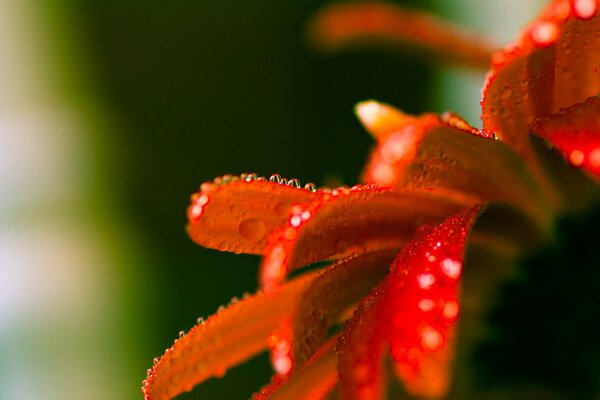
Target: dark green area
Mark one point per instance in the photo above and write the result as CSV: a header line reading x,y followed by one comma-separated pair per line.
x,y
545,328
203,88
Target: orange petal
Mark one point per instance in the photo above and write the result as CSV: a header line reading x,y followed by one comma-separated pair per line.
x,y
384,24
421,306
431,152
226,339
575,131
360,219
313,382
361,350
554,64
237,213
337,288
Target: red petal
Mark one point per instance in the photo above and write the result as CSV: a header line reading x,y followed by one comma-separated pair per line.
x,y
553,65
428,152
362,219
575,131
361,350
337,288
226,339
372,23
421,305
313,382
237,213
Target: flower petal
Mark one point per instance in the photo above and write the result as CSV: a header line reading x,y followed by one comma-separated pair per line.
x,y
431,152
227,338
421,305
237,213
360,219
575,131
313,382
554,64
387,25
361,350
337,288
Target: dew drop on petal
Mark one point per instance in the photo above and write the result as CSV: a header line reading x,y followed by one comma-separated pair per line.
x,y
425,281
594,158
294,183
431,339
452,268
310,186
451,309
426,305
544,33
252,229
584,9
276,178
576,157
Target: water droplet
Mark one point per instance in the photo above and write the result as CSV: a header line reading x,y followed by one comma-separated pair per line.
x,y
276,178
294,183
452,268
425,280
584,9
544,33
310,186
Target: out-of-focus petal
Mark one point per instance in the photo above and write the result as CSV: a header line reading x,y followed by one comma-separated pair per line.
x,y
357,220
361,349
421,305
433,152
575,131
554,64
227,338
313,382
379,24
237,213
337,288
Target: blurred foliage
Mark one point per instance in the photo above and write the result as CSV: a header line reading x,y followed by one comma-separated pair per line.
x,y
206,88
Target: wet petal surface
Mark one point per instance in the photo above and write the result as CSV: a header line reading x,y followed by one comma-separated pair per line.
x,y
236,213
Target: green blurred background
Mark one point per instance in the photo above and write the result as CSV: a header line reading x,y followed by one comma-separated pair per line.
x,y
112,113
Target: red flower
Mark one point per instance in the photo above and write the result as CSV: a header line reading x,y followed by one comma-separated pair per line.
x,y
398,241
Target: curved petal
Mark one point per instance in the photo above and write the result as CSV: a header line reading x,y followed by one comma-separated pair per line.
x,y
337,288
554,64
421,305
361,349
227,338
361,219
236,213
313,382
433,152
385,24
575,131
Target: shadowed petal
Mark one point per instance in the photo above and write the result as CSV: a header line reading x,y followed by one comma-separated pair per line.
x,y
431,152
357,220
361,349
575,131
338,288
384,24
313,382
237,213
421,306
226,339
553,65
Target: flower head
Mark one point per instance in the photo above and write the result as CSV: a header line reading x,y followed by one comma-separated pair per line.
x,y
396,243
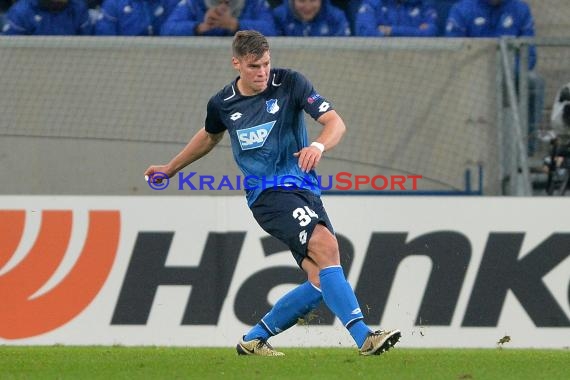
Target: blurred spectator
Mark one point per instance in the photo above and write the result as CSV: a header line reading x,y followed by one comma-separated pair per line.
x,y
442,7
219,18
396,18
4,6
48,17
497,18
310,18
133,17
560,115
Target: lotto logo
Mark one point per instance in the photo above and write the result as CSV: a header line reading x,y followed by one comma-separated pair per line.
x,y
254,137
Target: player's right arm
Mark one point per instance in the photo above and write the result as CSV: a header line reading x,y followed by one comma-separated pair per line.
x,y
200,145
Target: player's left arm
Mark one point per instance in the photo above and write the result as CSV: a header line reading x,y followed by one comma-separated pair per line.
x,y
331,134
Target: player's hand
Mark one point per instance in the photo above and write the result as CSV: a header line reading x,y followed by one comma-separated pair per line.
x,y
309,158
156,173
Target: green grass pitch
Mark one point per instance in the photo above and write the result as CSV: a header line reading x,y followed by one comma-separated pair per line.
x,y
117,362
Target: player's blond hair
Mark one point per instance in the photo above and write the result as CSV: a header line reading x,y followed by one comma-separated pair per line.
x,y
249,42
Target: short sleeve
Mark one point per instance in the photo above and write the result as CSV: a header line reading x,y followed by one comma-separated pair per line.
x,y
214,122
309,99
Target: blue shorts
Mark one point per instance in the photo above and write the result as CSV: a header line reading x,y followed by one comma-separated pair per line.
x,y
290,216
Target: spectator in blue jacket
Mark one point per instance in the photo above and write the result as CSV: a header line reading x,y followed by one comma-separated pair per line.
x,y
396,18
310,18
494,19
48,17
133,17
219,18
491,19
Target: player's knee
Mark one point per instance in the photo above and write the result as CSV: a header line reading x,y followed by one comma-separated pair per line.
x,y
323,247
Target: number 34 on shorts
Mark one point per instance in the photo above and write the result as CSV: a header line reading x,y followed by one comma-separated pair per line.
x,y
304,215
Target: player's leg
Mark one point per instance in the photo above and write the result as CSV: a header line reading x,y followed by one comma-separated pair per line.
x,y
285,313
297,302
339,295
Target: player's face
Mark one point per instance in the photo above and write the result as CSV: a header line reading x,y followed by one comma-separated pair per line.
x,y
307,9
253,72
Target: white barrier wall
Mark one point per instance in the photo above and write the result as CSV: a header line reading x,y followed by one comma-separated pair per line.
x,y
197,271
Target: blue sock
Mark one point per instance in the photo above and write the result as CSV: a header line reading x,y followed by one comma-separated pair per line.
x,y
286,311
340,298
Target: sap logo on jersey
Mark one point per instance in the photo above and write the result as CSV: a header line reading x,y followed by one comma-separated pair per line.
x,y
254,137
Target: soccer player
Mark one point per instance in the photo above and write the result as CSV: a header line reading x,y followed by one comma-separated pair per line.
x,y
262,112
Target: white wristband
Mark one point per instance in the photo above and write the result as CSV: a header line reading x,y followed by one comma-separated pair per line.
x,y
319,146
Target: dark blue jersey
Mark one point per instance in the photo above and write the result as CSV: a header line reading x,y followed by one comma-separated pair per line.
x,y
267,128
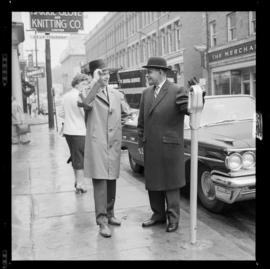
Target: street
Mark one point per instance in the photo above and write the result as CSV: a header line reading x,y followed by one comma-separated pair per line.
x,y
237,224
51,222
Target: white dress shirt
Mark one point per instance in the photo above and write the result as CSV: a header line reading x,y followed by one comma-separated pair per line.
x,y
159,87
74,121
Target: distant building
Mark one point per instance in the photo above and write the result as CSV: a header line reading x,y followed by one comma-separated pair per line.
x,y
128,39
72,58
17,38
232,52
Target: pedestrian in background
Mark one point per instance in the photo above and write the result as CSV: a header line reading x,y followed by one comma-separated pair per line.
x,y
74,128
106,109
160,130
19,128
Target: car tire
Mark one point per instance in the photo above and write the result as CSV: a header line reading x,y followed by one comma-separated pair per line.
x,y
134,166
206,191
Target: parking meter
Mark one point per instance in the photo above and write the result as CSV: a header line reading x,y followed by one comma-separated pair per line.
x,y
195,106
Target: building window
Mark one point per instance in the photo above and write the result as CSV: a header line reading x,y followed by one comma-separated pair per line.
x,y
213,37
231,23
163,42
222,83
238,81
170,38
252,22
149,46
177,34
136,53
154,45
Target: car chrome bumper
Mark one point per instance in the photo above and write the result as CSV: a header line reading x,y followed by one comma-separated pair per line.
x,y
233,189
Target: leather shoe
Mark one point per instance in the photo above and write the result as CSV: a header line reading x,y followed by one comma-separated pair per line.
x,y
151,222
104,230
114,221
172,227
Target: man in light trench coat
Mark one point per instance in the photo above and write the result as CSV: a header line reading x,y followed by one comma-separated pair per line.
x,y
160,130
106,111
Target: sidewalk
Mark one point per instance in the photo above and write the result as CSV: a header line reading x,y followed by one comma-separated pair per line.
x,y
51,222
39,119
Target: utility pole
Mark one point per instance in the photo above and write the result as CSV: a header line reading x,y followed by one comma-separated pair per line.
x,y
49,81
158,37
37,67
209,84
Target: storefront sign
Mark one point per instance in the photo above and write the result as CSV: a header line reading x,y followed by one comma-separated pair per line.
x,y
56,21
246,48
39,72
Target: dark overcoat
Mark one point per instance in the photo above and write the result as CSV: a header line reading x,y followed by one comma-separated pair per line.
x,y
160,132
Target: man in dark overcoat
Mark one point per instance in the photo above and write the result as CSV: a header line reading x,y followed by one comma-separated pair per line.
x,y
160,130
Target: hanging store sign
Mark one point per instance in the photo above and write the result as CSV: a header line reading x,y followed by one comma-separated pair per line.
x,y
48,36
38,72
56,21
245,48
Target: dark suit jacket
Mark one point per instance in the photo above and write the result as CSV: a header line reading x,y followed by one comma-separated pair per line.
x,y
160,132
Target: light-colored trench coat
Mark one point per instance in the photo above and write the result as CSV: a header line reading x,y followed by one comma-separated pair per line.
x,y
104,134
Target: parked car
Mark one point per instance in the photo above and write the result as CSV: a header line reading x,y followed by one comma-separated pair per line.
x,y
226,150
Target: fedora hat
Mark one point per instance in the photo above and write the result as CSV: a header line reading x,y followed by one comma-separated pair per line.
x,y
157,63
97,64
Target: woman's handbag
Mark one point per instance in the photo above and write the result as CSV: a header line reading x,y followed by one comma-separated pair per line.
x,y
23,128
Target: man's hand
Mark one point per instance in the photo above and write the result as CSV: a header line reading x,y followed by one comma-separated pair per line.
x,y
97,75
140,151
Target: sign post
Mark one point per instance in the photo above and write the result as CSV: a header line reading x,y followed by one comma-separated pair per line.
x,y
49,82
195,106
59,22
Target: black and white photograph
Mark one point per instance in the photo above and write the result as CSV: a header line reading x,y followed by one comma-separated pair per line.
x,y
133,135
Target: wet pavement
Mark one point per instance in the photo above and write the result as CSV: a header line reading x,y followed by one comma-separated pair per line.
x,y
51,222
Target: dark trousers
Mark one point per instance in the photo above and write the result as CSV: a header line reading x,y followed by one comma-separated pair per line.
x,y
104,196
157,202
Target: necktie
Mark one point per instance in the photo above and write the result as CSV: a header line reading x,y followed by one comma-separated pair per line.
x,y
156,91
105,92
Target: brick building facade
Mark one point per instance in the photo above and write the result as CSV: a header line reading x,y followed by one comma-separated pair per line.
x,y
128,39
232,52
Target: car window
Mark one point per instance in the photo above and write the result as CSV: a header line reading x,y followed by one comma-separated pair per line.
x,y
229,108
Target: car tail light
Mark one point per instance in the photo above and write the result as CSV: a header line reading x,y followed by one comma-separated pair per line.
x,y
248,160
234,161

########

[REQUIREMENT]
Rewrite everything from the row containing "Target: necktie" down to the last row above, requests included, and shift every x and y coordinate in the answers up by 129.

[FINAL RESULT]
Target: necktie
Mark one point per instance in the photo above and write the result as CSV: a header line reading x,y followed by one comma-separated pair per line.
x,y
285,220
234,221
Target: brick building facade
Mark one point per instance in the photo above and write the result as CSV: a header line reading x,y followed by one comma-separated pair per line.
x,y
257,168
361,181
Target: car window
Mark one point per instance in the photo above and write the result as CSV: a header line reading x,y followed by one comma-separated pair per line.
x,y
358,237
Target: car tail light
Mark one point per instance in the photo above and write the result as CSV: a header line reading x,y followed by one comma-separated pair per line.
x,y
377,289
363,290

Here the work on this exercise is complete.